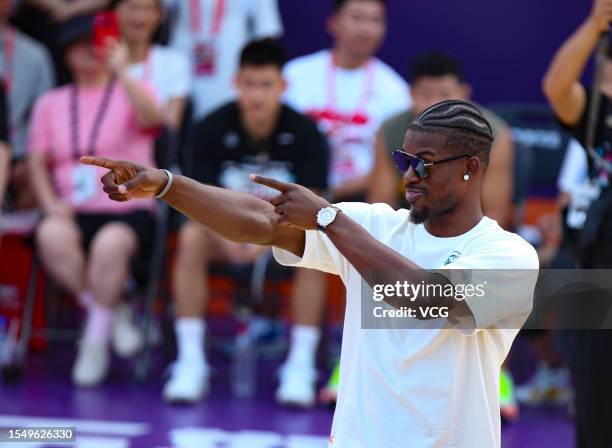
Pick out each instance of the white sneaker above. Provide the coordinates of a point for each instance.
(126, 337)
(547, 386)
(91, 365)
(189, 383)
(297, 386)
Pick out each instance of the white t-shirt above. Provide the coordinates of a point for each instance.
(240, 21)
(167, 70)
(348, 105)
(432, 387)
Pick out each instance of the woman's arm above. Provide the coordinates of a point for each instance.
(561, 83)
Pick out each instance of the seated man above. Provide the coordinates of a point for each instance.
(86, 242)
(255, 134)
(437, 77)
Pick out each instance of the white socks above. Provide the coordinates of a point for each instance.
(190, 334)
(304, 344)
(99, 324)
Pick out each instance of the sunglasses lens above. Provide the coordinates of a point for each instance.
(405, 161)
(402, 162)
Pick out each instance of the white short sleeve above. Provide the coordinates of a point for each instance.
(266, 18)
(181, 83)
(504, 274)
(575, 169)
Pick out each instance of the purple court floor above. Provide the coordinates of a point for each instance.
(123, 414)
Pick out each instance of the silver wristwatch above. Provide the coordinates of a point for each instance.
(326, 216)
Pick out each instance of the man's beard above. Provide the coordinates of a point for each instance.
(420, 215)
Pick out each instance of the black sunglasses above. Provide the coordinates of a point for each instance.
(403, 160)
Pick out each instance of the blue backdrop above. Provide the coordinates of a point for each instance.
(505, 45)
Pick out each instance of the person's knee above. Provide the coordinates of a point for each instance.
(113, 245)
(55, 234)
(192, 245)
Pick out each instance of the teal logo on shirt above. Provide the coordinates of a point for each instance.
(452, 257)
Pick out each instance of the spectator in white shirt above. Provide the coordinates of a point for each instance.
(349, 92)
(211, 34)
(166, 69)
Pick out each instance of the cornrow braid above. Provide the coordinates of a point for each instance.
(463, 123)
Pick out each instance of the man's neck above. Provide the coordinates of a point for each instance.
(455, 223)
(347, 60)
(138, 51)
(260, 129)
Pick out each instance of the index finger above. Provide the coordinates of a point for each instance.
(269, 182)
(100, 161)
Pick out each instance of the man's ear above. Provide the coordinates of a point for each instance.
(474, 166)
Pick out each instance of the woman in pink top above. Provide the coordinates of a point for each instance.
(86, 241)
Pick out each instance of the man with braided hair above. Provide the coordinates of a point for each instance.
(434, 386)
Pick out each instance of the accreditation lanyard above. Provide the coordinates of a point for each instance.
(196, 17)
(359, 115)
(99, 118)
(9, 57)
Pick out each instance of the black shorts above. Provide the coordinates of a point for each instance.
(142, 222)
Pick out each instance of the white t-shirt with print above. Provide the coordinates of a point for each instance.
(167, 70)
(432, 387)
(348, 105)
(242, 21)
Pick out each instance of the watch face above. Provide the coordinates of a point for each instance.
(326, 216)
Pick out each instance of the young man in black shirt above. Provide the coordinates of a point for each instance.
(591, 358)
(255, 134)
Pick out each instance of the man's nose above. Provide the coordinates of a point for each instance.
(410, 176)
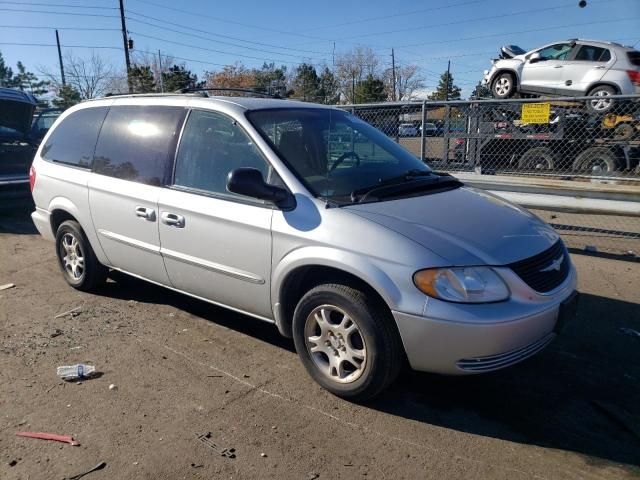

- DESCRIPTION OF THE TASK
Show every line from the entries above that contains the string "shirt", matching case exactly.

- COMPLETE RESPONSE
Pick out each instance of the white t-shirt above. Provide the coordinates of a point for each instance.
Pick out each instance of the teal logo on shirt above. Provide the coordinates of a point for each instance.
Pick out each instance of the spectator in white shirt above. Provide the coordinates of a point for each instance.
Pick out each instance of the white t-shirt with print above. Provide the coordinates of a point for each instance.
Pick out each instance of the young man in black shirt above. Provide the coordinates of a point for each instance.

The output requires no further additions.